§ PROBLEM
Write out exactly the line containing "Put a point" along with each line that follows it in the records below, and no others.

START THE DATA

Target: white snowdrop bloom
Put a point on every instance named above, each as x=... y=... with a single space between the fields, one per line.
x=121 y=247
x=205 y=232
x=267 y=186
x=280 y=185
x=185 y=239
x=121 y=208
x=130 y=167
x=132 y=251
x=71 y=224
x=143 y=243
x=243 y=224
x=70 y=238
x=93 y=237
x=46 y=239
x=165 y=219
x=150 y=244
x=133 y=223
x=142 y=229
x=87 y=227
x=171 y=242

END THE DATA

§ ANSWER SECTION
Put a point on every instance named above, each as x=... y=... with a single space between the fields, one per line.
x=121 y=247
x=205 y=232
x=267 y=186
x=280 y=185
x=185 y=239
x=121 y=208
x=130 y=167
x=132 y=251
x=71 y=224
x=143 y=243
x=243 y=224
x=70 y=238
x=93 y=237
x=46 y=239
x=165 y=219
x=150 y=244
x=133 y=223
x=142 y=229
x=87 y=227
x=171 y=242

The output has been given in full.